START PASSAGE SHOWN

Many aging adults have trouble sleeping as they grow older. The Sleep Foundation reported that, “According to NSF’s 2003 Sleep in America poll, 44% of older persons experience one or more of the nighttime symptoms of insomnia at least a few nights per week or more.” For some with dementia or Alzheimer’s, however, sleep problems can reach a whole other level. Whether your aging loved one has been diagnosed with cognitive decline, or they are simply having trouble getting a good night’s sleep, here are a few tips that will be helpful.
1. No napping. Well, at least very limited napping. An obvious side effect of a poor night’s sleep would be extra grogginess during the day, but taking naps that are too long or too near bedtime can make the situation worse, causing a cyclical affect of sleeping too much in the daytime. If you are the primary caregiver, keep an eye on the clock when the adult falls asleep during the day, and some doctor’s recommend no longer than 30 minutes. Another point to note is to make sure the nap occurs closer to lunch rather than dinner time.
2. Be active. During the day, try to make sure the aging adult takes a walk, waters the garden, or some other activity they enjoy. Sitting in front of the TV all day does nothing to help sleep problems and actually encourages napping. Make sure the brain is stimulated as well. Puzzles, online games, board or card games, and reading all help keep the mind engaged and active. Engage one another in conversation and make social calls to friends and family. One warning is to make sure that exercise doesn’t occur after 7 or 8 at night, as this can hinder falling asleep.
3. Avoid alcohol, tobacco, and caffeine. Depending on the habits of the aging adult, this can be either really easy or very difficult. People are creatures of habit, and to change a habit that one enjoys can be especially challenging. If coffee is a must, encourage that it only be consumed in the morning before lunch time. Try to encourage that alcohol and tobacco be cut out completely, as one is a stimulant and the other a depressant, and both are connected to sleep problems. If smoking is something they just won’t let go of, try to gently remind them of the benefits of quitting, set up a support system around them, and research medical methods that have been proven to help, such as nicotine replacements or certain medications. It’s much harder to try and stop using alcohol or tobacco on your own, so make sure to be supportive on the whole journey.

END PASSAGE SHOWN

ACTIVITY A – According to the sleep tips, exercise should not take place after what time?
ACTIVITY B – Translate this sentence from the sleep tips into Spanish: "People are creatures of habit, and to change a habit that one enjoys can be especially challenging."

START LISTED RECORDS

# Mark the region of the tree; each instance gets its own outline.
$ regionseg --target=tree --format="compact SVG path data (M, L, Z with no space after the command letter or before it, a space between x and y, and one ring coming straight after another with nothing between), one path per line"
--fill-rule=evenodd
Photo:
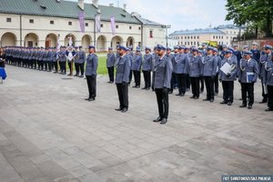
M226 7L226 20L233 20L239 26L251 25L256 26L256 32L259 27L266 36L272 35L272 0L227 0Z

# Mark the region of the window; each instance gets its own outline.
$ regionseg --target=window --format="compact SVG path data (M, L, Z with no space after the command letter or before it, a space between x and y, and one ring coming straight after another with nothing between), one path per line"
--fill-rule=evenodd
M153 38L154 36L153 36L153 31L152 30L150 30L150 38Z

END LISTED RECORDS
START LISTED RECORDS

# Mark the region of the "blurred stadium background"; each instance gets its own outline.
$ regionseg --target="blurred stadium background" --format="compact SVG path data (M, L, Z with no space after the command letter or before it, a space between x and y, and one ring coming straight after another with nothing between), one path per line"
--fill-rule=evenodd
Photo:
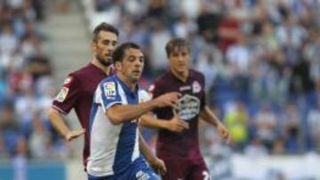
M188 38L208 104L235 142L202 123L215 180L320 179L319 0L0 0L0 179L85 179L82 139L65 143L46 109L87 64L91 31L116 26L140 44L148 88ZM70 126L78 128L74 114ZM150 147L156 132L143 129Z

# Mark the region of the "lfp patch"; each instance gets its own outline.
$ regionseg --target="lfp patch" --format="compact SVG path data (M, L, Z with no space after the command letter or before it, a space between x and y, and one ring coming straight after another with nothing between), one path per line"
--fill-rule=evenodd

END LISTED RECORDS

ANSWER BOX A – After 7 or 8 at night.

ANSWER BOX B – Las personas son animales de costumbre, y cambiar un hábito que uno disfruta puede ser especialmente difícil.